= AIM OF THE TASK =
Output the records as a numbered list with blank lines omitted. Begin at the line containing "Box any mountain peak you see." and include every line through the end of the records.

#####

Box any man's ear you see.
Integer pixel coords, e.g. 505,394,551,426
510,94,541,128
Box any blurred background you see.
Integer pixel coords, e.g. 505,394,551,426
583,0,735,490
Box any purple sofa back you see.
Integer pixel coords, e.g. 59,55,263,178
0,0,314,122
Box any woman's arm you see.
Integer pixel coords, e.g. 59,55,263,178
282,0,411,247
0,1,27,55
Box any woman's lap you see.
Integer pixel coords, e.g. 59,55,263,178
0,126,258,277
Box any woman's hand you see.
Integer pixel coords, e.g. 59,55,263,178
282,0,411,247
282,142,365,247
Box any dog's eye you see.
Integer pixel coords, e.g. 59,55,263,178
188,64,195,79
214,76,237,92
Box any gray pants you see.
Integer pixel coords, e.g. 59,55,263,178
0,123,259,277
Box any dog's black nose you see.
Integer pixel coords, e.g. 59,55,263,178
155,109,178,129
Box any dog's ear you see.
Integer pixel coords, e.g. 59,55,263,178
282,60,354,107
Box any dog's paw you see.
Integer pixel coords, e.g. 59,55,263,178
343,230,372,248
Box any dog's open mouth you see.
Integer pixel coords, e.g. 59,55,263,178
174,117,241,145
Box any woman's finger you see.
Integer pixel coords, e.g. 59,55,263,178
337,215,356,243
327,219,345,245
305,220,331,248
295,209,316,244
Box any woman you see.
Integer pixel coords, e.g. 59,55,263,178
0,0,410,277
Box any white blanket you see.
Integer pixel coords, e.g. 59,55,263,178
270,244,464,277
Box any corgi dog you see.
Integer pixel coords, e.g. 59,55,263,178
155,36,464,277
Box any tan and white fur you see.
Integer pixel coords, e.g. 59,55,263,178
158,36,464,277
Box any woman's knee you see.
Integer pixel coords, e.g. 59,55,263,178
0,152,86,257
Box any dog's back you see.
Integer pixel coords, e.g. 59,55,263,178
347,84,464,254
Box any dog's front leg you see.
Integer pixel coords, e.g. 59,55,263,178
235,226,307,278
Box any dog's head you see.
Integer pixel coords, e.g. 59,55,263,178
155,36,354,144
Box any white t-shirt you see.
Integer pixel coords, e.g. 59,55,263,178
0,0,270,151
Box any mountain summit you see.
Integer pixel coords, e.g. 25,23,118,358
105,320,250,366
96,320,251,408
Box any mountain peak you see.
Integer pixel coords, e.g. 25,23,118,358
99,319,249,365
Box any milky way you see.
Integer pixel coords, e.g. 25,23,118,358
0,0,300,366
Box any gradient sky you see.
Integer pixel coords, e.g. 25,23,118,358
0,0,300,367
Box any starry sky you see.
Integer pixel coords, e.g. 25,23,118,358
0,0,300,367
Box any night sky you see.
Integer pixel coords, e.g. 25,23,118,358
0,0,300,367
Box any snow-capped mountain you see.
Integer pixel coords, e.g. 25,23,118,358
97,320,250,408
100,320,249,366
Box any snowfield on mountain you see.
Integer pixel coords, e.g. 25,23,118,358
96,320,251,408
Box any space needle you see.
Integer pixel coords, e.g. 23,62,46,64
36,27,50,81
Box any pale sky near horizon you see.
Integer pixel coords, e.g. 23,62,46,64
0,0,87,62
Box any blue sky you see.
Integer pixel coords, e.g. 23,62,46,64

#####

= CORRECT RESULT =
1. Box any mountain peak you see.
2. Integer pixel coords, e.g. 25,23,118,358
3. 99,319,249,365
4. Box any milky way you see.
5. Integer pixel coords, e.g. 25,23,118,358
6. 0,0,300,366
7. Box any gradient sky you see.
8. Integer pixel coords, e.g. 25,23,118,358
9. 0,0,300,367
10. Box any starry sky you see.
11. Integer pixel coords, e.g. 25,23,118,358
12. 0,0,300,367
13. Box any night sky you see.
14. Integer pixel coords, e.g. 25,23,118,358
15. 0,0,300,367
16. Box any snow-capped mountain you see.
17. Integer pixel coords, e.g. 25,23,118,358
18. 97,320,250,408
19. 100,320,249,366
20. Box any snowfield on mountain you see.
21. Integer pixel coords, e.g. 25,23,118,358
22. 96,320,251,408
23. Box any space needle you see.
24. Integer pixel coords, e.g. 23,62,46,64
25. 36,27,50,81
26. Box any pale sky near horizon you see.
27. Integer pixel coords, e.g. 23,62,46,64
28. 0,0,87,62
29. Box any blue sky you see.
30. Integer pixel coords, e.g. 23,62,46,64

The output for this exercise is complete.